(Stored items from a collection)
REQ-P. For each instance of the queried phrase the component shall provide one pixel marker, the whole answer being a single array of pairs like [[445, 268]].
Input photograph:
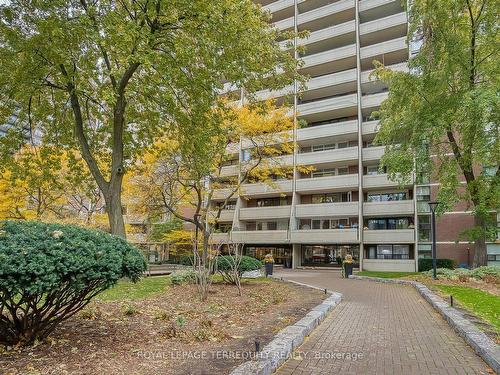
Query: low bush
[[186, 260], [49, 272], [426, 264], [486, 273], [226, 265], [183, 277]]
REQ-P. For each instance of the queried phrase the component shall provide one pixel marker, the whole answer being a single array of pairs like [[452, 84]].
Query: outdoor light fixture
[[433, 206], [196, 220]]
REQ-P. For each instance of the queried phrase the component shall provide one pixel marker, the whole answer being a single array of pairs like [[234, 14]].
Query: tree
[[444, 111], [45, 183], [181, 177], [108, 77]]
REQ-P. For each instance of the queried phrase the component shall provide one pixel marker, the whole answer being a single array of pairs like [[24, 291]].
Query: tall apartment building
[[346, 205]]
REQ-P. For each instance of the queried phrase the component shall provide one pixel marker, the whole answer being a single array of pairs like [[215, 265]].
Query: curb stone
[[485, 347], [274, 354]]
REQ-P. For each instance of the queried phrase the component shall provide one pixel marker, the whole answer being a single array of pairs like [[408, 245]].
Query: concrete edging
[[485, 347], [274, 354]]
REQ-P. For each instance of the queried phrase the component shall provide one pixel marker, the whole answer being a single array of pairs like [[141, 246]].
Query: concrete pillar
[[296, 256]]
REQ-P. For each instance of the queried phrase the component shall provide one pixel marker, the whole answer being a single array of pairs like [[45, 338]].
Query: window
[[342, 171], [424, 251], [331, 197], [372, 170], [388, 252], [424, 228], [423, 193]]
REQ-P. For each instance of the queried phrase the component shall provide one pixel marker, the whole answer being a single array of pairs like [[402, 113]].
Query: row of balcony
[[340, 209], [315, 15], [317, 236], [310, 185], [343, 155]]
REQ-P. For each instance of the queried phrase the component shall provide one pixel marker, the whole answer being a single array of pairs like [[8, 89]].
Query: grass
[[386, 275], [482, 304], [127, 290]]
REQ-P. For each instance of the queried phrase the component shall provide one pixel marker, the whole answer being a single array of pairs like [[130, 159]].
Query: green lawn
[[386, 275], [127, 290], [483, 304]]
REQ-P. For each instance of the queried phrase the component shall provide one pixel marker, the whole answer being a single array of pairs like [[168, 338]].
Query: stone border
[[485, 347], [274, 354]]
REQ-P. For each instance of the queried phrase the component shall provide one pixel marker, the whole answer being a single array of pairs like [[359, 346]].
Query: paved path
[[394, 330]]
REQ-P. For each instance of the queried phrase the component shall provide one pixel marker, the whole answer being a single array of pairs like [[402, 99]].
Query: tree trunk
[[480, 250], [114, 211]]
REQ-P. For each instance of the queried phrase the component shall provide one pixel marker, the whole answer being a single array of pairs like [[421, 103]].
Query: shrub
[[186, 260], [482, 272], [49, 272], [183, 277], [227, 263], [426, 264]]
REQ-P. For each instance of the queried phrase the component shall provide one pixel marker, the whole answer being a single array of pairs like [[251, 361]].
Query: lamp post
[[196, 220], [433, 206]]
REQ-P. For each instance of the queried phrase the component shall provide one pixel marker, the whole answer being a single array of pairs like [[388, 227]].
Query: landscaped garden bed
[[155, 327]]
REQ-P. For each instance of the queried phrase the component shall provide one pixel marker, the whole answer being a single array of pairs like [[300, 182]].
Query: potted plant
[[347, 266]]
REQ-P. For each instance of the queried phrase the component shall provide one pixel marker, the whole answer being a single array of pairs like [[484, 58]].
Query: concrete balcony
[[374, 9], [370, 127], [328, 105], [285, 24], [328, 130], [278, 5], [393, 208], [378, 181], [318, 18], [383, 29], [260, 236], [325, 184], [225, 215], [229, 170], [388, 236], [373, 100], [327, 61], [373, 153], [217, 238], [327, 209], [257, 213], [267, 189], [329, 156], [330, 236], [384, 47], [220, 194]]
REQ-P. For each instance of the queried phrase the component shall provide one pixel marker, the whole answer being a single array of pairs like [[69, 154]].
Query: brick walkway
==
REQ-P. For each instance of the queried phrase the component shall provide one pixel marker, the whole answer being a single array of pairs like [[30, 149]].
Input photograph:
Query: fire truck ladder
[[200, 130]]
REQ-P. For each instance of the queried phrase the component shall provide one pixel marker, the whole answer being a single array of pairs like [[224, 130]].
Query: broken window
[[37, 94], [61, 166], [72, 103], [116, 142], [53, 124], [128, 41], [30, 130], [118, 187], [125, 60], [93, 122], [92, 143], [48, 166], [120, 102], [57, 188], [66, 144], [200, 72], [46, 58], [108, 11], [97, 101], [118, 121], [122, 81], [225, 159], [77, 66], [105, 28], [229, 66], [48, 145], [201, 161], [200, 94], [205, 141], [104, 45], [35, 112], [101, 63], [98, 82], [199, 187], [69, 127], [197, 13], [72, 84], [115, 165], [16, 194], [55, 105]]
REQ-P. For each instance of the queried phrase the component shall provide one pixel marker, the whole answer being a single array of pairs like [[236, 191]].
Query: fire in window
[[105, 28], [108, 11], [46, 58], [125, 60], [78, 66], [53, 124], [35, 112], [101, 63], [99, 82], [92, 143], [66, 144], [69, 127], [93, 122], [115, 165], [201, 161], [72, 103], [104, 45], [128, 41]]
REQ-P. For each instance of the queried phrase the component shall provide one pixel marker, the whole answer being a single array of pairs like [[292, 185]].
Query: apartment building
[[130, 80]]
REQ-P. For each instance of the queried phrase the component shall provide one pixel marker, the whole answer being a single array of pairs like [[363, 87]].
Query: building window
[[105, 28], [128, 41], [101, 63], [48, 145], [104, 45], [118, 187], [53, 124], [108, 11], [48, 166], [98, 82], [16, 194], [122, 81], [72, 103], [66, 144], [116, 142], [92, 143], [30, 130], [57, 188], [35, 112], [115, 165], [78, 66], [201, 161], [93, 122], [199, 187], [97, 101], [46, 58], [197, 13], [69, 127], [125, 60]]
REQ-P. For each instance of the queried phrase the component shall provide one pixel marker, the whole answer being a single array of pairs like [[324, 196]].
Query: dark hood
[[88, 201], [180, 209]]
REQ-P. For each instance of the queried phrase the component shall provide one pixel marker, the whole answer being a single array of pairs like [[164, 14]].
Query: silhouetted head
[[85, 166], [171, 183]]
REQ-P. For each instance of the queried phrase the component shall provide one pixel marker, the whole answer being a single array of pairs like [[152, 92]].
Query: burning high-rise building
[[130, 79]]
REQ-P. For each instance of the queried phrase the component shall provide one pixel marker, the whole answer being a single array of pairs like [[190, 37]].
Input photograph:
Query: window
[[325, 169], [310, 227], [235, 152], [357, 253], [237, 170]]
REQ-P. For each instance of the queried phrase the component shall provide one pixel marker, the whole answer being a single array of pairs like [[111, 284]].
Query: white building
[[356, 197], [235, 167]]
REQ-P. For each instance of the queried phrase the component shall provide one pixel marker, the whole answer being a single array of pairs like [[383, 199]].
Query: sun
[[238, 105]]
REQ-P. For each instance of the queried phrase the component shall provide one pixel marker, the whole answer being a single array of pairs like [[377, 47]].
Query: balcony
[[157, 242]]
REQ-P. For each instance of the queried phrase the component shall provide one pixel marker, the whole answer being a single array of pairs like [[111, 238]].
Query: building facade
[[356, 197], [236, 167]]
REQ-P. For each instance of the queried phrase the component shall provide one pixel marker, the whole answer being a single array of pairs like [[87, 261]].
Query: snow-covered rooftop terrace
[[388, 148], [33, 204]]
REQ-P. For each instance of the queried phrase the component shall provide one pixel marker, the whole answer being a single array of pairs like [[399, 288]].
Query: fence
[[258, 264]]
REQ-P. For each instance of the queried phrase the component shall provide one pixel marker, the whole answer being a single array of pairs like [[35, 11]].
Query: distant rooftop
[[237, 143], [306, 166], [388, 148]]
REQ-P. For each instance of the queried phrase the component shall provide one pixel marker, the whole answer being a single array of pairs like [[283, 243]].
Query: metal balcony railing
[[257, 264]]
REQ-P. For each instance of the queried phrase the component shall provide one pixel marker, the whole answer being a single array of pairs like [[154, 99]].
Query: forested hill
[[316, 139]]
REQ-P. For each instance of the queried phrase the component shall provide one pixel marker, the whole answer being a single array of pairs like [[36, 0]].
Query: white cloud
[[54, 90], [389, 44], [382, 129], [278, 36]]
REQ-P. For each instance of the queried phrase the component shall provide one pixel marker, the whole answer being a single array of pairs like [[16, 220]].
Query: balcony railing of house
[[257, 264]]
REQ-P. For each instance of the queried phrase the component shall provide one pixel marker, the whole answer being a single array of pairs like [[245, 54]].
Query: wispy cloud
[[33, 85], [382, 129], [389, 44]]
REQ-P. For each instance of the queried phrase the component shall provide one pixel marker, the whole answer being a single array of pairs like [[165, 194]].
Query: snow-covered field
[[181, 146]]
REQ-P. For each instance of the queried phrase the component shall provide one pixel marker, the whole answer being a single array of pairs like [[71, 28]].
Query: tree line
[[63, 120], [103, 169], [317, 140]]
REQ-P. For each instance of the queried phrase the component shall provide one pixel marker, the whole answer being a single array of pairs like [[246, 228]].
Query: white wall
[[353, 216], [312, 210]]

Instructions to follow: Render the data lines from the one containing "like [[421, 103]]." through the one containing "263], [426, 264]]", both included, as a Markdown table with the columns Row and Line, skipping any blank lines.

Result:
| Row | Line |
|---|---|
| 1 | REQ-P. For each instance of the queried phrase the component shall provide one pixel marker, the whole answer being a single array of pairs like [[421, 103]]. |
| 2 | Query: shrub |
| 3 | [[186, 260], [482, 272], [49, 272], [183, 277], [227, 263], [426, 264]] |